### [The task]
Find how many lines in the material hold the word "cream", then state that number and nothing more.
══════════
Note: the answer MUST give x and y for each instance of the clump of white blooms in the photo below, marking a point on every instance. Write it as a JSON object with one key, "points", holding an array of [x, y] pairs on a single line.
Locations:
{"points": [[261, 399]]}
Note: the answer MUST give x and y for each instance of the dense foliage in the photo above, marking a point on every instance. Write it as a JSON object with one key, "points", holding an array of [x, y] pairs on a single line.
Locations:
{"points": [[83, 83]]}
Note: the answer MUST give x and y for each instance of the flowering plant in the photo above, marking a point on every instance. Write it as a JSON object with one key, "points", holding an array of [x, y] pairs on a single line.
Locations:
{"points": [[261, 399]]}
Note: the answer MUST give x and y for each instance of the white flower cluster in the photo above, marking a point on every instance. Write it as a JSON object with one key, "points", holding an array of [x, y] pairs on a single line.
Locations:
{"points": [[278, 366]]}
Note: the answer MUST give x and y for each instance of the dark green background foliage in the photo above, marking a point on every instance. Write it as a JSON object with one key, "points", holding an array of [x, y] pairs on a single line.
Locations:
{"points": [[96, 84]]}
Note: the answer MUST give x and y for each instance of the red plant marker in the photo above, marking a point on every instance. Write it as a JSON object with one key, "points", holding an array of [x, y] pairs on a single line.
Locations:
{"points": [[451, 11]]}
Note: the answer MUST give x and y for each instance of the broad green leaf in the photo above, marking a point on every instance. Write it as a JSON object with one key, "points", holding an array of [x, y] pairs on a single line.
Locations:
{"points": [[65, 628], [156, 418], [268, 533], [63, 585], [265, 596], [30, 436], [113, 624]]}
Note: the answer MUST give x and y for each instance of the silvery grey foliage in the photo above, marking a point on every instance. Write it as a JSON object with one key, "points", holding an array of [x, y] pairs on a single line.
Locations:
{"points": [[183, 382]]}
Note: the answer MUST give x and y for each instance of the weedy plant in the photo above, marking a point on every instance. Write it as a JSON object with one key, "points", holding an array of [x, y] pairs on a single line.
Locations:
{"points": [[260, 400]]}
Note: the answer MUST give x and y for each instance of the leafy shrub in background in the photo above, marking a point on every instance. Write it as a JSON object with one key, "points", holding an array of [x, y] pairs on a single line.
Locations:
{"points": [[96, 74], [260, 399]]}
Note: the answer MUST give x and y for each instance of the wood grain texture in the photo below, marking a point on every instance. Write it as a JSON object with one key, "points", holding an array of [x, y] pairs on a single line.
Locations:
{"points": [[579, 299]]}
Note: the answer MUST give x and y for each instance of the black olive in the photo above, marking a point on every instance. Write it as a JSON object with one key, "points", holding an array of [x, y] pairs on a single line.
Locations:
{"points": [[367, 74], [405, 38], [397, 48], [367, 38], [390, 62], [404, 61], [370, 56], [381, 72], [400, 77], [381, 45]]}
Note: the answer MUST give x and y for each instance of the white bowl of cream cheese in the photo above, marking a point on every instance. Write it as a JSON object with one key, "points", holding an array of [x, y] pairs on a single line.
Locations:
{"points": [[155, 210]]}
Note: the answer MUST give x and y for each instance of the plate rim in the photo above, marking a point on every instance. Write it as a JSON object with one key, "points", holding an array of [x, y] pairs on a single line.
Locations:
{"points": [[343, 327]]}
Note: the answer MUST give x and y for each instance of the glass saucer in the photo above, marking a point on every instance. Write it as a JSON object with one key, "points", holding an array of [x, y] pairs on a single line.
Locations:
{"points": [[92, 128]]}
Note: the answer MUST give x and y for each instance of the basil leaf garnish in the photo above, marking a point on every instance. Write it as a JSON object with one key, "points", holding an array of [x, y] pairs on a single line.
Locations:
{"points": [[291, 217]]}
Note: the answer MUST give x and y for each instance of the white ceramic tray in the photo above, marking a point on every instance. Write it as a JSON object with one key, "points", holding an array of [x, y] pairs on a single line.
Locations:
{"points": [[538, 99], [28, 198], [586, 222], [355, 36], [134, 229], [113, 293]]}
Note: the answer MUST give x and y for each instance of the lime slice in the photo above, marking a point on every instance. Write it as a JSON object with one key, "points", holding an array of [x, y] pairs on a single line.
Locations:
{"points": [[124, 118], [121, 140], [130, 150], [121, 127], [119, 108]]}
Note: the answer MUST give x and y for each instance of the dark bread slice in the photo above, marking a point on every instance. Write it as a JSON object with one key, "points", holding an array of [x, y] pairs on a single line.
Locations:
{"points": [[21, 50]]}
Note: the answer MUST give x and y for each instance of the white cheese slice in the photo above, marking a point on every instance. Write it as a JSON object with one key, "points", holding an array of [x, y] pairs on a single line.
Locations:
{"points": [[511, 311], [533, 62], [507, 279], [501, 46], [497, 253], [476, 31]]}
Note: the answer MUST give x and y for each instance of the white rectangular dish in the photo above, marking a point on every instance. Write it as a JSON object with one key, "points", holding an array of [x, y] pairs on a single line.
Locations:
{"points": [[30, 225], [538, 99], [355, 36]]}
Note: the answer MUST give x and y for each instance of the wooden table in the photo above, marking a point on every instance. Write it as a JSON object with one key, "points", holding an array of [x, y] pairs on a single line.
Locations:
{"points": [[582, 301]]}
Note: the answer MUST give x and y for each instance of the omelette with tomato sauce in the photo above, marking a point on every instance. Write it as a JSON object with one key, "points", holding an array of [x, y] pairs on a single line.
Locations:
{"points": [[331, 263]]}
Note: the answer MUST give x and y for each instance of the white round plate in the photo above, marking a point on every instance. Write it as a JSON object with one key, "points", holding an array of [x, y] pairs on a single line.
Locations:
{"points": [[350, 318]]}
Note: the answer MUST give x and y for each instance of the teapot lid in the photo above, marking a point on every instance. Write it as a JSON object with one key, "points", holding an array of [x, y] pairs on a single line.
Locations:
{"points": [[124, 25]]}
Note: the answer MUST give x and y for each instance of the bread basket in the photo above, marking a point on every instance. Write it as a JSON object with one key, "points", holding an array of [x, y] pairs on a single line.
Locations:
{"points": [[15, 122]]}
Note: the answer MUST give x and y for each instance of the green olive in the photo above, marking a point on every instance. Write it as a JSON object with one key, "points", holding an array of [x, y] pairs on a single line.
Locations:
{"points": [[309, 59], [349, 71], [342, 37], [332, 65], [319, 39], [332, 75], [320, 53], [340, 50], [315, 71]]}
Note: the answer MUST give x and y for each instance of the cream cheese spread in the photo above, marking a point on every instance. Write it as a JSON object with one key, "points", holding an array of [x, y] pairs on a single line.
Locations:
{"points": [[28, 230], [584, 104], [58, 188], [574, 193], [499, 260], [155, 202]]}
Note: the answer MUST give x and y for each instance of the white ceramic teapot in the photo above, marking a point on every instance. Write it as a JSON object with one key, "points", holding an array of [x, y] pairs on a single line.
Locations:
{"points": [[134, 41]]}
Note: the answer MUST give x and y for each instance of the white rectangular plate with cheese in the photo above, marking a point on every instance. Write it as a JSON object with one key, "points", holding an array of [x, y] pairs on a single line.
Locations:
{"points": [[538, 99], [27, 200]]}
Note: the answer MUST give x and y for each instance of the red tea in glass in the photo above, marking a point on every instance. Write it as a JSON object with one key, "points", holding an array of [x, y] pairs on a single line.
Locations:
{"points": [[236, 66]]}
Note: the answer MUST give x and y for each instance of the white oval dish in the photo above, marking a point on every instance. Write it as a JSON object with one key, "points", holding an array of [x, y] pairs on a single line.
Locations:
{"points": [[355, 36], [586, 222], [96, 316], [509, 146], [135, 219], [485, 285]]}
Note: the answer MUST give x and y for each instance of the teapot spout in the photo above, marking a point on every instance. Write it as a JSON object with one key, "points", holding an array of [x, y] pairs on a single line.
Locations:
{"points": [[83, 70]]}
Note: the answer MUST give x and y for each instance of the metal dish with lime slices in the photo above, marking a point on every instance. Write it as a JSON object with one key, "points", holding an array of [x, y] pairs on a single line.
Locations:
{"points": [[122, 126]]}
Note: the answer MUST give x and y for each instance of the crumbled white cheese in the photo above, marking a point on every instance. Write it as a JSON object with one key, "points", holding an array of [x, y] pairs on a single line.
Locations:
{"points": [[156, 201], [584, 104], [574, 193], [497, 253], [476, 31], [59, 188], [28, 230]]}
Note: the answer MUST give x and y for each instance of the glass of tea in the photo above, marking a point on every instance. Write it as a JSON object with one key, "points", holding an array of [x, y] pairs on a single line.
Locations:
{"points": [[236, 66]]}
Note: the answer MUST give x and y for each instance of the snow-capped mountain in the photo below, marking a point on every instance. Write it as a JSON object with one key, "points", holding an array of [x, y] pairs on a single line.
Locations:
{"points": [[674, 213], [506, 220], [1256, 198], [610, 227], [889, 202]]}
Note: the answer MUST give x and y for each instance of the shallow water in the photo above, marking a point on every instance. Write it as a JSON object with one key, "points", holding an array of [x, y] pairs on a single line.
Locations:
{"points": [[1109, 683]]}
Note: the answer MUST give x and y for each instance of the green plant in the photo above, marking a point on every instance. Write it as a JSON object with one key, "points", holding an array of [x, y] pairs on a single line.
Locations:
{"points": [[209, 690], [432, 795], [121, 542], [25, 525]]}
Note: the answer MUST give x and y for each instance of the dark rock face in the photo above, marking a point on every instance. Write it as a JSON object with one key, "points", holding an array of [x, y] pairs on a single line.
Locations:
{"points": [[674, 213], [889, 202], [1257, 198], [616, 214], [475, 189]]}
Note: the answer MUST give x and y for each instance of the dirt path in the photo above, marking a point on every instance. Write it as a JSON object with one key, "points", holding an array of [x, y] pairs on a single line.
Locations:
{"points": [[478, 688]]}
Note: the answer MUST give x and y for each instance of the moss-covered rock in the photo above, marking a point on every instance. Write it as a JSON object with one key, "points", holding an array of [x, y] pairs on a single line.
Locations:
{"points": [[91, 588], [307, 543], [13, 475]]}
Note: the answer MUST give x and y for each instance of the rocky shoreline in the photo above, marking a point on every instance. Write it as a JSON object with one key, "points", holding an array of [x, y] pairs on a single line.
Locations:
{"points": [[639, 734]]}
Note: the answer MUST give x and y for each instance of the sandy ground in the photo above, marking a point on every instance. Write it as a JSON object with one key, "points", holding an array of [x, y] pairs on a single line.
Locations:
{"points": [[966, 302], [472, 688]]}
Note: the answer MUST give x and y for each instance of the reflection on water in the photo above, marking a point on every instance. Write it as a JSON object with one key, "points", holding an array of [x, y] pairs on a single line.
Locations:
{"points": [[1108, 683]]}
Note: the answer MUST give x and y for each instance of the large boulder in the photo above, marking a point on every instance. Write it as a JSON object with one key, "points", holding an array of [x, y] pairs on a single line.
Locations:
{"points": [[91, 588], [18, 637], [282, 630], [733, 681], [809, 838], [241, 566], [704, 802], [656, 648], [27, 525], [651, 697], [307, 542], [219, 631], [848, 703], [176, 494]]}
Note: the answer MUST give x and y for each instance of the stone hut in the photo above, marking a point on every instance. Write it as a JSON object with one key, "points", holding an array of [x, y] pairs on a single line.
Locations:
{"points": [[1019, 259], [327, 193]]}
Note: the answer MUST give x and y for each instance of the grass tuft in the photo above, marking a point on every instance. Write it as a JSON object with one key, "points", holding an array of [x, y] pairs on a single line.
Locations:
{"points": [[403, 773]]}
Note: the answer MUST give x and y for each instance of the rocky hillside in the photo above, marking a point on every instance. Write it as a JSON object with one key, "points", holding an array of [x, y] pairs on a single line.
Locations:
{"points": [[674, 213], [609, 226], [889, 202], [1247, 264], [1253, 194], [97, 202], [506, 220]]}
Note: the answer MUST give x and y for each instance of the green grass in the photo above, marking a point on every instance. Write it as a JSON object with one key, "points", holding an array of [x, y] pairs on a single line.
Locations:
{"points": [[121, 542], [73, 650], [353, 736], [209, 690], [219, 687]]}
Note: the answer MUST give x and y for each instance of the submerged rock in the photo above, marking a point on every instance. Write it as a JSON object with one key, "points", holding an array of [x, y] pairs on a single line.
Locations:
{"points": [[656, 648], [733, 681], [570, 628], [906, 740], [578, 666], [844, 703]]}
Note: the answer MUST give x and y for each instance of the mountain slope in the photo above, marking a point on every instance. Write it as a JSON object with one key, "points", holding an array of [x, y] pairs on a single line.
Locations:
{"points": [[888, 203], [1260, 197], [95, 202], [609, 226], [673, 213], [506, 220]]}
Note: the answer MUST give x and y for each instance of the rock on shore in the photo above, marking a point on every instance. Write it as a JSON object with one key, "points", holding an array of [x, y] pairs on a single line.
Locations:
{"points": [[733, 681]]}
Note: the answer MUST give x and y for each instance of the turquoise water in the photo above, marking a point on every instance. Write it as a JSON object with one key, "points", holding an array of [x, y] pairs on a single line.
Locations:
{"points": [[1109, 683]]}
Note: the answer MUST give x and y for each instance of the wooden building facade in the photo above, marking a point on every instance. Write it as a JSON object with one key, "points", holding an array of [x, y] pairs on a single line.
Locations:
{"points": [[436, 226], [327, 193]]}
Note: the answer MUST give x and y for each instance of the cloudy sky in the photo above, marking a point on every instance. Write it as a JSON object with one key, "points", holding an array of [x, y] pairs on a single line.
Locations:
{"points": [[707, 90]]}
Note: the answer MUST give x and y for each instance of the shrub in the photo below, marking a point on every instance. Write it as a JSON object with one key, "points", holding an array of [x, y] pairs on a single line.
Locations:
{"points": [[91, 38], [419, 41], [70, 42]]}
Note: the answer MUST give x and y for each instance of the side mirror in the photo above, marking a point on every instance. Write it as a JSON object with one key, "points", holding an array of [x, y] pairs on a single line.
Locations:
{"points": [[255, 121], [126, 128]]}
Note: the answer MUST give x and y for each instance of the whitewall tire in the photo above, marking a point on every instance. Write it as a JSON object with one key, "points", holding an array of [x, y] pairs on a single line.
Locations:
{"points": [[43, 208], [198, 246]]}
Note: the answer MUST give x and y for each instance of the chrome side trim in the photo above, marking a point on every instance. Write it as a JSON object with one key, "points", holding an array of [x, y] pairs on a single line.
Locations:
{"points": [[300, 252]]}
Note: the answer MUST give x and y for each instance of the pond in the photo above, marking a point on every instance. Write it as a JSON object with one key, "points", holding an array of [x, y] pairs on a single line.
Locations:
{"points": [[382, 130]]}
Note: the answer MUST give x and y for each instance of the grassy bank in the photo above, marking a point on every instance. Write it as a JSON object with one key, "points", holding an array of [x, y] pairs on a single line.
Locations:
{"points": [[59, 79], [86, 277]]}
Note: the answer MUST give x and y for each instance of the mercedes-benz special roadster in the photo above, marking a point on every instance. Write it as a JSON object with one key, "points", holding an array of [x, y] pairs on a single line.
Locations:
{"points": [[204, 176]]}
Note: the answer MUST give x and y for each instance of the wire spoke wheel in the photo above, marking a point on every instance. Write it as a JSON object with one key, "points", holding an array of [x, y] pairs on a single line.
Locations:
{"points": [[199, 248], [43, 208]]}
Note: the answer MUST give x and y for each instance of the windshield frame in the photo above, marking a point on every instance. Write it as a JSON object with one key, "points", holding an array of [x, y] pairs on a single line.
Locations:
══════════
### [Response box]
2